● **Stated goal**
Reproduce the records character for character, from their beginning through the line containing "Target: white advertising banner".

● **Input data**
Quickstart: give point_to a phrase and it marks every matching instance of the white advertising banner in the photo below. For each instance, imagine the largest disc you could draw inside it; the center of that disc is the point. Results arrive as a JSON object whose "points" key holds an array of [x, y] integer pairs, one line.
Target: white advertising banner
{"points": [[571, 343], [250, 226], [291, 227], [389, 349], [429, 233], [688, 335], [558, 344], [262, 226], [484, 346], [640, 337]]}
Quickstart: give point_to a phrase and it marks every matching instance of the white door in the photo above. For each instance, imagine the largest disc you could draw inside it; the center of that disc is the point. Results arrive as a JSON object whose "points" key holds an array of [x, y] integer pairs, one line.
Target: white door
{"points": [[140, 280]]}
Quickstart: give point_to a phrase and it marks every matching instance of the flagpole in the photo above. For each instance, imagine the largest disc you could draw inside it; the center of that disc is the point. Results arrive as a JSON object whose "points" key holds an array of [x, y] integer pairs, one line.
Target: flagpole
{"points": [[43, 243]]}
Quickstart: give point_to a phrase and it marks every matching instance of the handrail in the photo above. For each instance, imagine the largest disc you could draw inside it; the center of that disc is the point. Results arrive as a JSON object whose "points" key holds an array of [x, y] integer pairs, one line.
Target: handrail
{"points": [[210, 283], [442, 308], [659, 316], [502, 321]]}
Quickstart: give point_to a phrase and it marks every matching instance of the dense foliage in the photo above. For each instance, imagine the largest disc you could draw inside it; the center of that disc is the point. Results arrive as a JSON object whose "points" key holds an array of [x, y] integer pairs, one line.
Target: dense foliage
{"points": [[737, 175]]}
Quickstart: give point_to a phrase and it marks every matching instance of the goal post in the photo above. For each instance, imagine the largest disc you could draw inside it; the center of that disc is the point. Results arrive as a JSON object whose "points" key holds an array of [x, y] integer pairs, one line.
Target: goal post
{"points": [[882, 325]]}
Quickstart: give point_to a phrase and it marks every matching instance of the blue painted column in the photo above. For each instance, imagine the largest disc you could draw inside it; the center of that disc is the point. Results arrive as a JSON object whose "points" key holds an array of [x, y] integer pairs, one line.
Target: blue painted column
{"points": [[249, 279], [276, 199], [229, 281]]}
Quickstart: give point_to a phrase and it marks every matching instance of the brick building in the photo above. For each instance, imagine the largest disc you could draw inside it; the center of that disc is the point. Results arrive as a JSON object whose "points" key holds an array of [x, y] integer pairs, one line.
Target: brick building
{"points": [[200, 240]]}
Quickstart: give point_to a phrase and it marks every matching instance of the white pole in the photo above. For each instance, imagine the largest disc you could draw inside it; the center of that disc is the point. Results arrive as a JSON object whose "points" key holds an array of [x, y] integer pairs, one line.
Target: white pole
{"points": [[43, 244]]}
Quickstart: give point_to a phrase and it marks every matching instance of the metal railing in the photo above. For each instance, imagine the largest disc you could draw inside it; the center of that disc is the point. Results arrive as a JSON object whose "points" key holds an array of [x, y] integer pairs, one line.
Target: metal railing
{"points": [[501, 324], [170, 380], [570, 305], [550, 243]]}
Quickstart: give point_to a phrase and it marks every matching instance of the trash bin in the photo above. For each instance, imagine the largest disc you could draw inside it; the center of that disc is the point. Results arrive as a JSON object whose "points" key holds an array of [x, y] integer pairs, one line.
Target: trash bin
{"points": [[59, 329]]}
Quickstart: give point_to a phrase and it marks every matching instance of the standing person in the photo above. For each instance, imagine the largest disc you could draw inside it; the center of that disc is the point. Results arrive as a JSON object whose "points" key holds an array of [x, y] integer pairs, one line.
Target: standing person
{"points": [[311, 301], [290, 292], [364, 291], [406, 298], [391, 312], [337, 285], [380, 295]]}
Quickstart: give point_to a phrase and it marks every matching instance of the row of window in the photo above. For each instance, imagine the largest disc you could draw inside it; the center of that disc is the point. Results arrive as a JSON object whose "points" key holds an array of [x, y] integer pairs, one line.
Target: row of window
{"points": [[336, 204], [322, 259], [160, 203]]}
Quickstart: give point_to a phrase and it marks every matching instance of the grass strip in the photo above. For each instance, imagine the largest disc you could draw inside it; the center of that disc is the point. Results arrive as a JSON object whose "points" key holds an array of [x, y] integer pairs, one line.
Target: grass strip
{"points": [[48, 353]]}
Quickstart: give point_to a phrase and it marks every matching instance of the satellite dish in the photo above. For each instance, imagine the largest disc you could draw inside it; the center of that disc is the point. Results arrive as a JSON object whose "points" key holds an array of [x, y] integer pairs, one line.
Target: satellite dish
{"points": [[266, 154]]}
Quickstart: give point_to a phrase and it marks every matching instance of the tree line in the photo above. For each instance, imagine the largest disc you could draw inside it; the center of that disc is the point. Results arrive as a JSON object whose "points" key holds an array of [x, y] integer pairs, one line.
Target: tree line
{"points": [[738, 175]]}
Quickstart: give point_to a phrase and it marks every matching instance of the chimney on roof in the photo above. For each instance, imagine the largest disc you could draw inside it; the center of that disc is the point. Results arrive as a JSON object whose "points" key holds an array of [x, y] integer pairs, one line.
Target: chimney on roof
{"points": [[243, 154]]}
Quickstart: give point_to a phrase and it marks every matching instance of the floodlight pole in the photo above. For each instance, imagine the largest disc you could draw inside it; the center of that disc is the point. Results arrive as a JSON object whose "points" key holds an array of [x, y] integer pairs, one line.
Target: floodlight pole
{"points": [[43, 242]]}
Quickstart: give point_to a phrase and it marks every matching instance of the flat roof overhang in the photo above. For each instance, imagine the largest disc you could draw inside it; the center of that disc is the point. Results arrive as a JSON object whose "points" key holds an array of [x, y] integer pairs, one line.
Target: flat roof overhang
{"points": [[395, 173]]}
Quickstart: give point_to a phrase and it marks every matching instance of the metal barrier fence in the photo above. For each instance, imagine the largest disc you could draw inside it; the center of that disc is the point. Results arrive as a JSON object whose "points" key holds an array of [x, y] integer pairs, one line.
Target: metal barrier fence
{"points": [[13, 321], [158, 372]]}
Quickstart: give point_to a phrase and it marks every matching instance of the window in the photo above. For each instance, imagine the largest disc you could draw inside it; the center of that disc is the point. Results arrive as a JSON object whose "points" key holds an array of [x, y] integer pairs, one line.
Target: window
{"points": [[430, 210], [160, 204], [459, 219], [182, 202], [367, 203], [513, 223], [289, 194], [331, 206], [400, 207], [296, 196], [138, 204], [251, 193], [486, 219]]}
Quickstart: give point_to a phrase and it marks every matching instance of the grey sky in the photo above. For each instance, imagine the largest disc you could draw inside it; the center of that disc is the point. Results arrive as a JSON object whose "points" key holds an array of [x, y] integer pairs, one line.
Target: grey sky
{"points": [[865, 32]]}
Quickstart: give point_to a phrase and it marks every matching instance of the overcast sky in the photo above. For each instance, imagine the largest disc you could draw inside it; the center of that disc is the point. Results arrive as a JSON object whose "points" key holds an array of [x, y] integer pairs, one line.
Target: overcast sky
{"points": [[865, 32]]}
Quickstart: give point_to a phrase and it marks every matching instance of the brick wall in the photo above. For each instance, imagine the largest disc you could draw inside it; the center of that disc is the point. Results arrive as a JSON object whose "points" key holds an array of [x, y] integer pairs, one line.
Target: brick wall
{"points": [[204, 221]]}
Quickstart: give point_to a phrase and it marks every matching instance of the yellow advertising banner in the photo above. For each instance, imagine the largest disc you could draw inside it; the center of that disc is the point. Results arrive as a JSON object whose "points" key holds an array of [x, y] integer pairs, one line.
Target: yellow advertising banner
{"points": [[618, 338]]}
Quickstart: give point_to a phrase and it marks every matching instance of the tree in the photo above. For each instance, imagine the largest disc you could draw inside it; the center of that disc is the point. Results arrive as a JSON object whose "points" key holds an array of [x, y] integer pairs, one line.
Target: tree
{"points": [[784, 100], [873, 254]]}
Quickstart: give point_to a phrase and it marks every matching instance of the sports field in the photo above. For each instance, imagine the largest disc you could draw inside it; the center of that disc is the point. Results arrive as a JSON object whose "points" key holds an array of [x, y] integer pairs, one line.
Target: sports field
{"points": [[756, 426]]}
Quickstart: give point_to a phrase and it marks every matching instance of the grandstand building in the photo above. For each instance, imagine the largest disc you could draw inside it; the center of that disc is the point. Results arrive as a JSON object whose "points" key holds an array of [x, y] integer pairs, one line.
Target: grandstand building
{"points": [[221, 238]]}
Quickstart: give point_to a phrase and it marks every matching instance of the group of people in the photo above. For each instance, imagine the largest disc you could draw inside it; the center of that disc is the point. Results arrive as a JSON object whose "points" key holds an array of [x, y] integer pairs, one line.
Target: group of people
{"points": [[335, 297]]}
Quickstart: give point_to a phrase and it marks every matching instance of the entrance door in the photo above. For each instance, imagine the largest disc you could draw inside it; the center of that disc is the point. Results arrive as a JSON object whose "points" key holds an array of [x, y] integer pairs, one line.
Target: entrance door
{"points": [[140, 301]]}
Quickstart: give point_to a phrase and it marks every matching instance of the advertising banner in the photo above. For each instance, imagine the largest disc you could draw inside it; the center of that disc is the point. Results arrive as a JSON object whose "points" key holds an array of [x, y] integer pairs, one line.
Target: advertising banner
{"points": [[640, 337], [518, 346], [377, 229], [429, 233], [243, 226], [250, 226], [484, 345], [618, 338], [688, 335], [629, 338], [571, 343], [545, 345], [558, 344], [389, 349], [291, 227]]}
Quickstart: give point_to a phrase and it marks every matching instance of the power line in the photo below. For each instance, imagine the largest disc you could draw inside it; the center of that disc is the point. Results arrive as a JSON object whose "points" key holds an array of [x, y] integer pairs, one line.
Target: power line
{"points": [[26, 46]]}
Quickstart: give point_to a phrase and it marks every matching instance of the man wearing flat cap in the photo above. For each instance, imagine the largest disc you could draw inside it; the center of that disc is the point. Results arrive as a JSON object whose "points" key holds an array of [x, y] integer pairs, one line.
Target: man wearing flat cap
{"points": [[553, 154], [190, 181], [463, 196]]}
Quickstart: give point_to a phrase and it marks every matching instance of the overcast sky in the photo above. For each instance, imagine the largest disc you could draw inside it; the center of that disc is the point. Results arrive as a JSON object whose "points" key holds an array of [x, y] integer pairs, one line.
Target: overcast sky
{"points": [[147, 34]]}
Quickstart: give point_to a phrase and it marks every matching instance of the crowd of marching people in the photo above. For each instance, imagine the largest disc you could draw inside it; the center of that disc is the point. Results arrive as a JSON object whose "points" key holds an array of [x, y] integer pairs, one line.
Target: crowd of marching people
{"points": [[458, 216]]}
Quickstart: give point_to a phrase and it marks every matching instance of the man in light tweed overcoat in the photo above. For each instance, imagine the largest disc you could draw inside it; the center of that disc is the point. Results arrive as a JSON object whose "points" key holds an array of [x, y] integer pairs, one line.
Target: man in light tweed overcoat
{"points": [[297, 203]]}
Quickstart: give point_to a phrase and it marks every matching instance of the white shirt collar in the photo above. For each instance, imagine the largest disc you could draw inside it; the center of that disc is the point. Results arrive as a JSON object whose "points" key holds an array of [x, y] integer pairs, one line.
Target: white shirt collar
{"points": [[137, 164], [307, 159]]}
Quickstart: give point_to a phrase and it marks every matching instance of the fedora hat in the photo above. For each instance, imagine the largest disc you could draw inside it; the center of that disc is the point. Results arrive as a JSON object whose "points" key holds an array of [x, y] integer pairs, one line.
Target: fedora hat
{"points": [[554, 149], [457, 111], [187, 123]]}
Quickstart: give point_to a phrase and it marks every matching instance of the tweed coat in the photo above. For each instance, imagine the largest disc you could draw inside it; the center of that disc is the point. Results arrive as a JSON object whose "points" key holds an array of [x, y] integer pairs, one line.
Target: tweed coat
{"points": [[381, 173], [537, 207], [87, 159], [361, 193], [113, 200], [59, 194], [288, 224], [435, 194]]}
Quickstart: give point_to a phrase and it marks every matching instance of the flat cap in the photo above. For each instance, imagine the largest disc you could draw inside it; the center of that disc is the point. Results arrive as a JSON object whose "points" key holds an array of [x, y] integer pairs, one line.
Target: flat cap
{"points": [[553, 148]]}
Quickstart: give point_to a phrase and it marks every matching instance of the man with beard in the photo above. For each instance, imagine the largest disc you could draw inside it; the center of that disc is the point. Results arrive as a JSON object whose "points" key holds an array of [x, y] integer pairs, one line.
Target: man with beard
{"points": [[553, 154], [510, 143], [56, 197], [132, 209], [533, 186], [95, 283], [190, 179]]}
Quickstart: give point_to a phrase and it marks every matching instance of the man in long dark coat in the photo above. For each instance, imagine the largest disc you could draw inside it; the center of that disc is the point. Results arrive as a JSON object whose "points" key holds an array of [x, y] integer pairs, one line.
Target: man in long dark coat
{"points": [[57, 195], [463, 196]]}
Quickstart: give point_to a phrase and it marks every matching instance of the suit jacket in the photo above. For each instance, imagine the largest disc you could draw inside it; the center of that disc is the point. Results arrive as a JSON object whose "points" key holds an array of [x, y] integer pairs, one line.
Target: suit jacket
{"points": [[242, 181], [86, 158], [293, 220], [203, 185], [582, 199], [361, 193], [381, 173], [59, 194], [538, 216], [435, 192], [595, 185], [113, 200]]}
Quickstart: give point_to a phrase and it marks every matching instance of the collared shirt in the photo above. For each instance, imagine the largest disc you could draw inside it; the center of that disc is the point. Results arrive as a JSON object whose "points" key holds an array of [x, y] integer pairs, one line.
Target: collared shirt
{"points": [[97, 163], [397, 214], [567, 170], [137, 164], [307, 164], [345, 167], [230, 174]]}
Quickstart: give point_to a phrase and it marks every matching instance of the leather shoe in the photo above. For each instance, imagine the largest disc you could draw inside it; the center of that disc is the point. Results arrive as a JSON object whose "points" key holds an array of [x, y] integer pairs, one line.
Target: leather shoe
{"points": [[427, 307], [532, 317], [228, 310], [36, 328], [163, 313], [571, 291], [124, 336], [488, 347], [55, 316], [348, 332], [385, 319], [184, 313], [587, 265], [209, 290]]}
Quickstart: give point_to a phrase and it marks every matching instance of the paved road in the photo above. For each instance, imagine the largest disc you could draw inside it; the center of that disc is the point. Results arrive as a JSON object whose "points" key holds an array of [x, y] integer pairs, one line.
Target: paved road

● **Full solution**
Quickstart: give point_to a phrase and it marks every matching instance of the white advertising banner in the photo below. For each instance, imagine the largest disc you could draw inside it; the center of that disc is the point. Results arrive as a JSON object whose "points" key holds an array of [x, y] integer pairs, one line.
Target: white advertising banner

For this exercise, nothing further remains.